Document segment:
──────
At least one in five healthcare professionals report symptoms of depression and anxiety.
Almost four in 10 healthcare workers experience sleeping difficulties and/or insomnia.
Rates of anxiety and depression were higher for female healthcare workers and nursing staff.
Milder mood symptoms are common and screening should aim to identify mild and sub-threshold syndromes.
COVID-19 pandemic has the potential to significantly affect the mental health of healthcare workers (HCWs), who stand in the frontline of this crisis. It is, therefore, an immediate priority to monitor rates of mood, sleep and other mental health issues in order to understand mediating factors and inform tailored interventions. The aim of this review is to synthesize and analyze existing evidence on the prevalence of depression, anxiety and insomnia among HCWs during the Covid-19 outbreak.
A systematic search of literature databases was conducted up to April 17 th, 2020. Two reviewers independently assessed full-text articles according to predefined criteria. Risk of bias for each individual study was assessed and data pooled using random-effects meta-analyses to estimate the prevalence of specific mental health problems. The review protocol is registered in PROSPERO and is available online.
Thirteen studies were included in the analysis with a combined total of 33062 participants. Anxiety was assessed in 12 studies, with a pooled prevalence of 23·2% and depression in 10 studies, with a prevalence rate of 22·8%. A subgroup analysis revealed gender and occupational differences with female HCPs and nurses exhibiting higher rates of affective symptoms compared to male and medical staff respectively. Finally, insomnia prevalence was estimated at 38·9% across 4 studies.
Early evidence suggests that a considerable proportion of HCWs experience mood and sleep disturbances during this outbreak, stressing the need to establish ways to mitigate mental health risks and adjust interventions under pandemic conditions.
──────
Stored data entries

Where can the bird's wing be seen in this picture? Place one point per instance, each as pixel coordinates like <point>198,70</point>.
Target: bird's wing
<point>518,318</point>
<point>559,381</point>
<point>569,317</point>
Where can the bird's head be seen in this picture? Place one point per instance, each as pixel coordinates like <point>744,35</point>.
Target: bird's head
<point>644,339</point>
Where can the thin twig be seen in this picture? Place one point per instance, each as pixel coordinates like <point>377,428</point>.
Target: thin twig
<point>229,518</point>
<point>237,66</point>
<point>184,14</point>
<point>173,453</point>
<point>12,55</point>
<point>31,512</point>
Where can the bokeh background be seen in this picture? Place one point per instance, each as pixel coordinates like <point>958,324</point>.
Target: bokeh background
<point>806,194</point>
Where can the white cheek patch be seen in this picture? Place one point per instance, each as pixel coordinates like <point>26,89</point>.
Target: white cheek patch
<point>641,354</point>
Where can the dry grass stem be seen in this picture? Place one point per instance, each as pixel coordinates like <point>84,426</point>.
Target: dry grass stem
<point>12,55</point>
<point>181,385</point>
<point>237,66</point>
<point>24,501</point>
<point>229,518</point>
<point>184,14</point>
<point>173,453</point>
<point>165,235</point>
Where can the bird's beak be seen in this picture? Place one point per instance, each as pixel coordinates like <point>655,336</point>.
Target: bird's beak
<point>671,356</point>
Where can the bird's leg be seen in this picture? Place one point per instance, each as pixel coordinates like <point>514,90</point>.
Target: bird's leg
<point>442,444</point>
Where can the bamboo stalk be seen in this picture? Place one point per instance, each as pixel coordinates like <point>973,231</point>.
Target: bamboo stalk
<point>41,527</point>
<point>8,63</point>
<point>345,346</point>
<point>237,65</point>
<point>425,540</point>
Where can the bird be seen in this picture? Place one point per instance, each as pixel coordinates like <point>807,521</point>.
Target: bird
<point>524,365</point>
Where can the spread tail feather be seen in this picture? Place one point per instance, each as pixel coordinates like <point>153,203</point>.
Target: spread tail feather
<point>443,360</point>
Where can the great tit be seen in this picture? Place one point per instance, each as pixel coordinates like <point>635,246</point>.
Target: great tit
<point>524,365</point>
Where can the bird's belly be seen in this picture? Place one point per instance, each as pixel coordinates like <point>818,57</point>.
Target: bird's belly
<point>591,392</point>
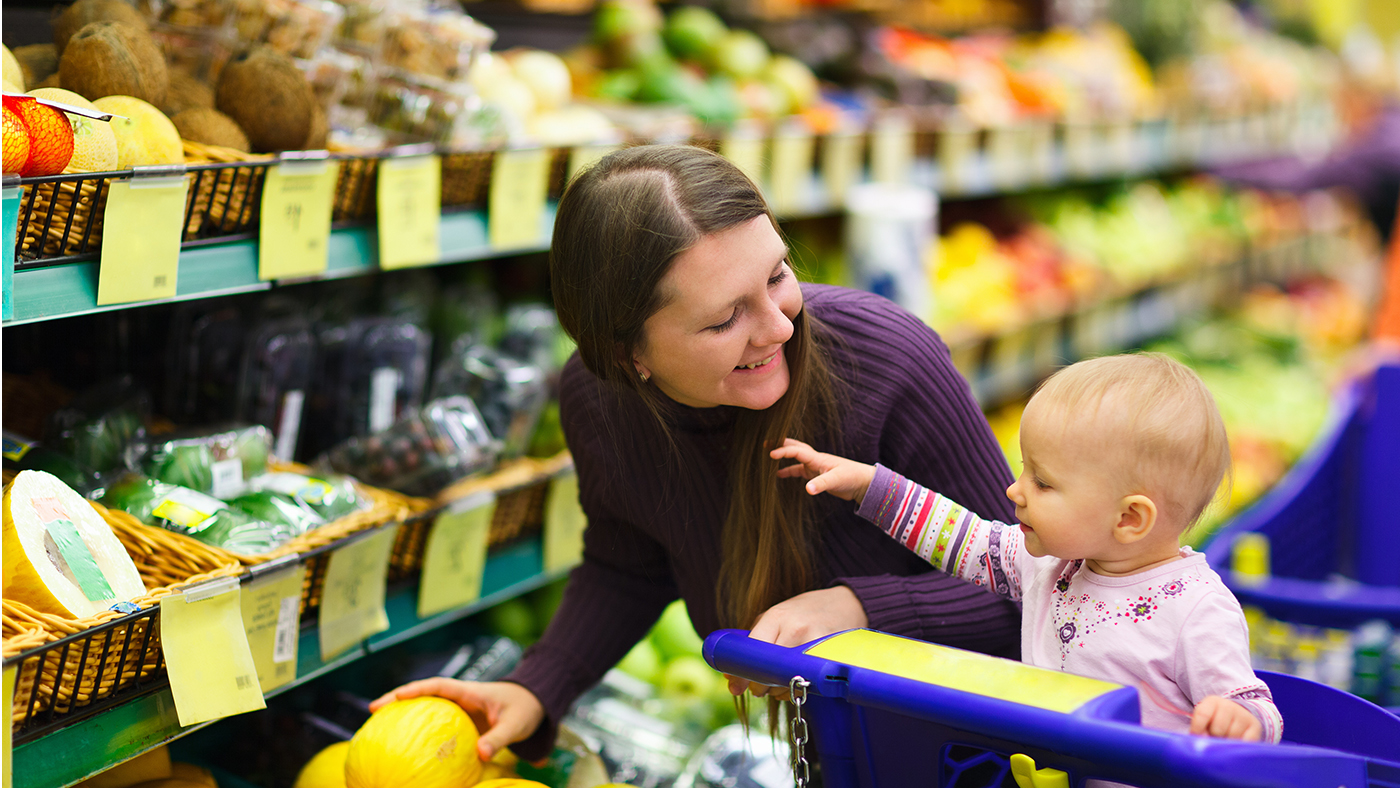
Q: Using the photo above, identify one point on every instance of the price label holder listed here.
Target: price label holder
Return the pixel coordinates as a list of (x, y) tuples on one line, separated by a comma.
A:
──────
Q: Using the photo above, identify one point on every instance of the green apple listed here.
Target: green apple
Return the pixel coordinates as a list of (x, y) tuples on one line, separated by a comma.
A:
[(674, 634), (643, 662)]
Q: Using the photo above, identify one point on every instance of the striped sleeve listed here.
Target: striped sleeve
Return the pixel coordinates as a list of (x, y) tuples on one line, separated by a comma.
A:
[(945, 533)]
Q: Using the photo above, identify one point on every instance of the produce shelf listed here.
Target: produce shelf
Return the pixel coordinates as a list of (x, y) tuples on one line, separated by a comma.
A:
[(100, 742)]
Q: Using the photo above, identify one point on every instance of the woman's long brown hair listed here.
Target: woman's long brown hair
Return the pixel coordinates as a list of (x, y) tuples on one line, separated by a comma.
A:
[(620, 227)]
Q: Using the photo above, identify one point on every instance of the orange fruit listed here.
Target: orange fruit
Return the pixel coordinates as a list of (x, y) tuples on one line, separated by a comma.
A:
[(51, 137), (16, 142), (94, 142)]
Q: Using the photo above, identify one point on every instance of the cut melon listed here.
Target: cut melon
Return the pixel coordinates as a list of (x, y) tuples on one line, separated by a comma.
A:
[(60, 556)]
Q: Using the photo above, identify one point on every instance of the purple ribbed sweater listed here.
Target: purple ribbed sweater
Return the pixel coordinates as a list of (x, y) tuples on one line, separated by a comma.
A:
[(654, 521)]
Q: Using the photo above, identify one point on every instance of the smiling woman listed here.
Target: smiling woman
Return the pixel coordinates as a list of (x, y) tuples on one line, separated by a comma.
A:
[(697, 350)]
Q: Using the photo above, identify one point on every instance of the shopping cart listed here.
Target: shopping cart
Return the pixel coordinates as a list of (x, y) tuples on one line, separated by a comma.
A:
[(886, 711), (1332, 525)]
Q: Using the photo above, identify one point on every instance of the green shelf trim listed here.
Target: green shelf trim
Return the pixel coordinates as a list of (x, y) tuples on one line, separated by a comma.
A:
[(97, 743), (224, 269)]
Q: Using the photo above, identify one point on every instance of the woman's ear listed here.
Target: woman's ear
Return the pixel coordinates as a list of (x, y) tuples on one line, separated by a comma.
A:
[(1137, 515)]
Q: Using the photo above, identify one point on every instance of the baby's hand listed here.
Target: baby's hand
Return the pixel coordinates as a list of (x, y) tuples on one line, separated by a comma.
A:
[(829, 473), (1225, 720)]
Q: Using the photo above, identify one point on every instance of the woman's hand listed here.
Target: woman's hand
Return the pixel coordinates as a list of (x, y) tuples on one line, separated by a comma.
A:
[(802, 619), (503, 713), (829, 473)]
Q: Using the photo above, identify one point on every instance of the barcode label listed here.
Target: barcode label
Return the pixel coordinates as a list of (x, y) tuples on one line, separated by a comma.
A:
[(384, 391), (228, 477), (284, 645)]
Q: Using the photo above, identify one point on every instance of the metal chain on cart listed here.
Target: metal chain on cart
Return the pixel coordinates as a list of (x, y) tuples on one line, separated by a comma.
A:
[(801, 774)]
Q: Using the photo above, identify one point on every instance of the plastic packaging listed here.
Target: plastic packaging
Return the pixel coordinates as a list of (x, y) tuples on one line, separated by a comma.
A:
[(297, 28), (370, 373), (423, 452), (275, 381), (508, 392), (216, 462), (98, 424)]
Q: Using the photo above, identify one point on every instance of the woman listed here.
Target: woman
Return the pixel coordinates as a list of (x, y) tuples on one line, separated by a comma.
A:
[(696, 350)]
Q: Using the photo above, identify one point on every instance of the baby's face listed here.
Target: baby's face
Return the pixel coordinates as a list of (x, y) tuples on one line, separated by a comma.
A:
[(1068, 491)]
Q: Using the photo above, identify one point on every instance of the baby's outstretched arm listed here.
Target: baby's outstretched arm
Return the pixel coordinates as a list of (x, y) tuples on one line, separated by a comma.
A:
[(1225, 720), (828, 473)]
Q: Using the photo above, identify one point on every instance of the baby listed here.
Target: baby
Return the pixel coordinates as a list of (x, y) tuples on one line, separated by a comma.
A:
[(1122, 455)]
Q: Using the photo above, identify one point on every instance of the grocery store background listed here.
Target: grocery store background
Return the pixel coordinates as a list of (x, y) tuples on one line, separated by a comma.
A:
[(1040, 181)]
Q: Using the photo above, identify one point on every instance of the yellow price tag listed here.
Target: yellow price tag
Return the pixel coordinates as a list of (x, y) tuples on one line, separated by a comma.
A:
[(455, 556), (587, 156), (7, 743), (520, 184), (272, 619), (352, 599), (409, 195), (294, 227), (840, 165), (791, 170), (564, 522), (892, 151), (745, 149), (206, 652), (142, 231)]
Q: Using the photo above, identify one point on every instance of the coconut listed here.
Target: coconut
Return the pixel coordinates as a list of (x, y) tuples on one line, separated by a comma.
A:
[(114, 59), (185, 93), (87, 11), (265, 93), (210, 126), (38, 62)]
──────
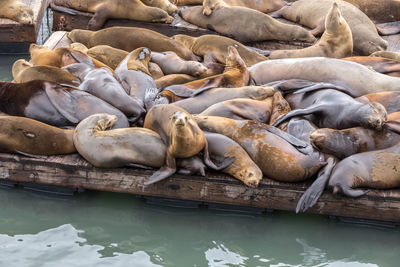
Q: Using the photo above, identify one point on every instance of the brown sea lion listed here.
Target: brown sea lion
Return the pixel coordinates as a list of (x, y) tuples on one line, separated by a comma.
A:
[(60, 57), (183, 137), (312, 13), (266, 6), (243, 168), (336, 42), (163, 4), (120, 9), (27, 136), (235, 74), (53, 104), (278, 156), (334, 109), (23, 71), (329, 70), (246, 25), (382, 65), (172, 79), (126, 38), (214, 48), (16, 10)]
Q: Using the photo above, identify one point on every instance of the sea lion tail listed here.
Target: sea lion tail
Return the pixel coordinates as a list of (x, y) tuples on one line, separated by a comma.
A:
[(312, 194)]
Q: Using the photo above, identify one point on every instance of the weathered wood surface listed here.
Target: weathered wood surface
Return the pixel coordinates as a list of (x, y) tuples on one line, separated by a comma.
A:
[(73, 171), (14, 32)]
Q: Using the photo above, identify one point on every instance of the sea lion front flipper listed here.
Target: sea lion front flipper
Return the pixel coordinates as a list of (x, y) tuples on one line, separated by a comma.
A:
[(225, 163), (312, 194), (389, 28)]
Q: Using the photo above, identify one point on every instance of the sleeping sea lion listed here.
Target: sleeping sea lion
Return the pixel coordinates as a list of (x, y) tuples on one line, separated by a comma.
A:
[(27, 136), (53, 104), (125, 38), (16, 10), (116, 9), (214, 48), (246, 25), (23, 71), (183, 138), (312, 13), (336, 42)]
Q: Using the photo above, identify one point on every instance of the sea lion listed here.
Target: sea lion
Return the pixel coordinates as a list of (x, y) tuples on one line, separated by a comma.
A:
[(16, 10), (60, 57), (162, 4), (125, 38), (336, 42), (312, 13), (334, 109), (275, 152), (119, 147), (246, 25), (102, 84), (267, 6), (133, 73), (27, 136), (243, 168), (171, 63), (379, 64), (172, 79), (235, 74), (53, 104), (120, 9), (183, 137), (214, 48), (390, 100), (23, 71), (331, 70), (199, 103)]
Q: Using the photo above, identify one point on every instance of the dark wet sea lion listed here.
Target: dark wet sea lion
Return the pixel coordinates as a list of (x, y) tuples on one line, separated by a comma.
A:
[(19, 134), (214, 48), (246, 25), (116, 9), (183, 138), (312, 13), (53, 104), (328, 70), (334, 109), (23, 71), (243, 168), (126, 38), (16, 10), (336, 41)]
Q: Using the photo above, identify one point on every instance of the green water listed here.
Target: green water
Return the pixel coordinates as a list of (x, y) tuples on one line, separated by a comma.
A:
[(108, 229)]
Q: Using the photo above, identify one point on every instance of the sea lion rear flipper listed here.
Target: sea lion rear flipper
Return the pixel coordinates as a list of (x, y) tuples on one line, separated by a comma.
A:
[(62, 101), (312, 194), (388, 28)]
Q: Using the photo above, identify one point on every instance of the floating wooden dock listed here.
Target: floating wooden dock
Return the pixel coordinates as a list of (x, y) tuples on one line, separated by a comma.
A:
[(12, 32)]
──────
Directions: Translate into Spanish this sentence from the summary of the review on healthcare workers' mental health: "Almost four in 10 healthcare workers experience sleeping difficulties and/or insomnia."

Written answer: Casi cuatro de cada 10 trabajadores sanitarios experimentan dificultades para dormir y/o insomnio.